*What this task involves*:
Give back the full listing, character for character, with no pictures.

*Supplied records*:
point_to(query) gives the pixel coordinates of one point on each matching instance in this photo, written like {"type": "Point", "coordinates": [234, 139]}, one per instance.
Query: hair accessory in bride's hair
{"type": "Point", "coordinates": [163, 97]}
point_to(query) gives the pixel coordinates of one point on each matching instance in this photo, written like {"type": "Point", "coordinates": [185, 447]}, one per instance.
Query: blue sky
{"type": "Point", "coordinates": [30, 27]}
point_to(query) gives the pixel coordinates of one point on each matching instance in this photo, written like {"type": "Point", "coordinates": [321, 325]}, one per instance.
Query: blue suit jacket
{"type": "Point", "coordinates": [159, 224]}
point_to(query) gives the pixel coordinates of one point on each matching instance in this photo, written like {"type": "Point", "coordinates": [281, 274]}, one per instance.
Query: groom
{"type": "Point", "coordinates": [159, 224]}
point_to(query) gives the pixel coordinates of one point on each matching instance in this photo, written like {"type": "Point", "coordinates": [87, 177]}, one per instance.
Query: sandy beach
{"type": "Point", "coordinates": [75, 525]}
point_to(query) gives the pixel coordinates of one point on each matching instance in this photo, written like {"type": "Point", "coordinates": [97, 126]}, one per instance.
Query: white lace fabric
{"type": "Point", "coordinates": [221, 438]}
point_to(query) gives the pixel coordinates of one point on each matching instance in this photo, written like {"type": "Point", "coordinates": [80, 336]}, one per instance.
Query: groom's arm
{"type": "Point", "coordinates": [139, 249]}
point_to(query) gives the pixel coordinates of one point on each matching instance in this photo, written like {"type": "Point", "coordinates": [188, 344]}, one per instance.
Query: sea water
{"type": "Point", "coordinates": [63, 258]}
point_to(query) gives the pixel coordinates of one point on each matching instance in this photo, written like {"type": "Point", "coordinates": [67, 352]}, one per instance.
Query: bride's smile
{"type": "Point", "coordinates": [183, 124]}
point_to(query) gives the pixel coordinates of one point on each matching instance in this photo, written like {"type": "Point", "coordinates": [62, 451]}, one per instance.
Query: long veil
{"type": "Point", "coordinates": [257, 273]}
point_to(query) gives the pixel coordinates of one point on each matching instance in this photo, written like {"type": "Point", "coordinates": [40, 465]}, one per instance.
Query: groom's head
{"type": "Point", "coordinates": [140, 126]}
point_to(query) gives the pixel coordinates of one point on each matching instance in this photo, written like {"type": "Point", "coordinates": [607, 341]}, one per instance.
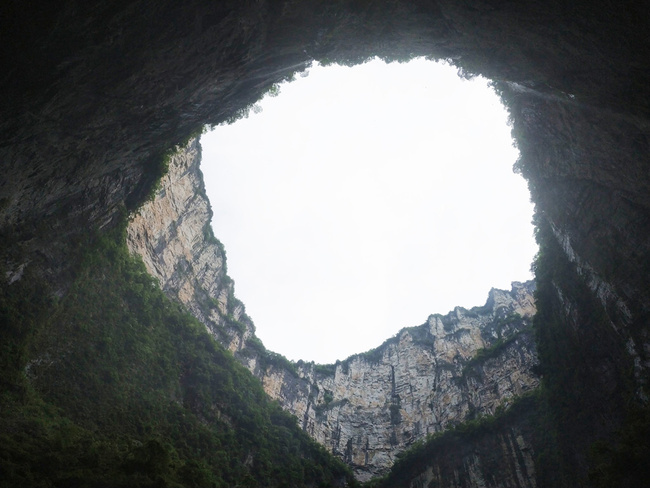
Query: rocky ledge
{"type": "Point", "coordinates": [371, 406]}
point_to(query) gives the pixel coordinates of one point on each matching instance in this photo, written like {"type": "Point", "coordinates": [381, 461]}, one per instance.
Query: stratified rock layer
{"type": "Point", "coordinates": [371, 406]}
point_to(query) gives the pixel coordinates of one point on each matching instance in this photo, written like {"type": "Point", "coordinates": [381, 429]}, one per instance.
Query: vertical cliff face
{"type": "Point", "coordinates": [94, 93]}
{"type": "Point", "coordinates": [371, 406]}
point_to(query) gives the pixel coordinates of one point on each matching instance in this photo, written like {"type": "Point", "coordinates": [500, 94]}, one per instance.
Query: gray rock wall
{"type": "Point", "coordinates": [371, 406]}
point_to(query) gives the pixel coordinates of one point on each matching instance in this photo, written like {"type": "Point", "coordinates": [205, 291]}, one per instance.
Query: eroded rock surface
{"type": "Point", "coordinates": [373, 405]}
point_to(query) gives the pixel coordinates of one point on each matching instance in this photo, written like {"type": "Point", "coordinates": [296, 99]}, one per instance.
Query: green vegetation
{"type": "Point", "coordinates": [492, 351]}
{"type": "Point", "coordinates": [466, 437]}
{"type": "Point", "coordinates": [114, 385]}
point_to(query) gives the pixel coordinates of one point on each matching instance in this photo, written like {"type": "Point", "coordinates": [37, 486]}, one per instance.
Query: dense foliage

*The solution*:
point_to(query) gives the pixel coordinates of one point on each matching instance in this photo, written like {"type": "Point", "coordinates": [234, 139]}, one per instance.
Query: hair accessory in bride's hair
{"type": "Point", "coordinates": [163, 97]}
point_to(query) gives the pixel coordinates of one point on each matching instance in this photo, written like {"type": "Point", "coordinates": [185, 447]}, one per instance.
Query: blue sky
{"type": "Point", "coordinates": [30, 27]}
point_to(query) gives the pixel coordinates of one point on each matching instance in this photo, written like {"type": "Point", "coordinates": [321, 325]}, one per instance.
Query: blue suit jacket
{"type": "Point", "coordinates": [159, 224]}
point_to(query) gives the pixel coordinates of one point on each matching instance in this photo, written like {"type": "Point", "coordinates": [281, 274]}, one per instance.
Query: groom
{"type": "Point", "coordinates": [159, 224]}
point_to(query) gives the pixel coordinates of one point on each matching instance in this photo, written like {"type": "Point", "coordinates": [87, 177]}, one per instance.
Query: sandy beach
{"type": "Point", "coordinates": [75, 525]}
point_to(query) gives the pixel coordinates of one point on each matching instance in this photo, written like {"type": "Point", "coordinates": [97, 126]}, one per instance.
Query: white lace fabric
{"type": "Point", "coordinates": [221, 438]}
point_to(query) gives the pixel coordinates of one point on each matching instance in this photo, written like {"type": "Point", "coordinates": [80, 336]}, one per instance.
Query: groom's arm
{"type": "Point", "coordinates": [139, 249]}
point_to(query) gives the pixel coordinates of one point on each matching instance in this photo, written like {"type": "Point", "coordinates": [188, 344]}, one per instance.
Query: sea water
{"type": "Point", "coordinates": [63, 258]}
point_to(query) gives the pixel coordinates of one point on each matching instance in this photo, written like {"type": "Point", "coordinates": [67, 352]}, one per instance.
Query: bride's smile
{"type": "Point", "coordinates": [183, 124]}
point_to(query) gives the pixel coordinates of one point on each matching instance in this photo, written like {"type": "Point", "coordinates": [62, 451]}, one per instance.
Query: long veil
{"type": "Point", "coordinates": [257, 273]}
point_to(query) gives the pixel coordinates of one point on each matching instance in this photo, written like {"type": "Point", "coordinates": [40, 465]}, one per instance.
Query: groom's head
{"type": "Point", "coordinates": [140, 126]}
point_to(query) gives the pixel coordinates of one point on each matching instance in this photo, written like {"type": "Point", "coordinates": [607, 341]}, one per instance.
Query: rocky ledge
{"type": "Point", "coordinates": [371, 406]}
point_to(query) gives the pixel coordinates of one point on each matching instance in this photo, written like {"type": "Point", "coordinates": [381, 461]}, one per instance.
Query: stratified rock layer
{"type": "Point", "coordinates": [371, 406]}
point_to(query) gives the pixel coordinates of one point on each matching instance in this photo, written like {"type": "Point", "coordinates": [381, 429]}, one per instance.
Query: vertical cliff face
{"type": "Point", "coordinates": [94, 93]}
{"type": "Point", "coordinates": [371, 406]}
point_to(query) gives the pixel coordinates of one point on each matching instance in this photo, written like {"type": "Point", "coordinates": [500, 94]}, one per instance.
Query: gray rock wall
{"type": "Point", "coordinates": [371, 406]}
point_to(query) gives the pixel coordinates of one point on each matching instance in this photo, written like {"type": "Point", "coordinates": [205, 291]}, one per instance.
Query: eroded rock surface
{"type": "Point", "coordinates": [373, 405]}
point_to(query) gives the pixel coordinates of one point on each matching instance in this photo, written like {"type": "Point", "coordinates": [296, 99]}, one per instance.
Query: green vegetation
{"type": "Point", "coordinates": [492, 351]}
{"type": "Point", "coordinates": [466, 437]}
{"type": "Point", "coordinates": [114, 385]}
point_to(query) gives the pixel coordinates of one point on each matching instance in this photo, written like {"type": "Point", "coordinates": [37, 486]}, one per instance.
Query: dense foliage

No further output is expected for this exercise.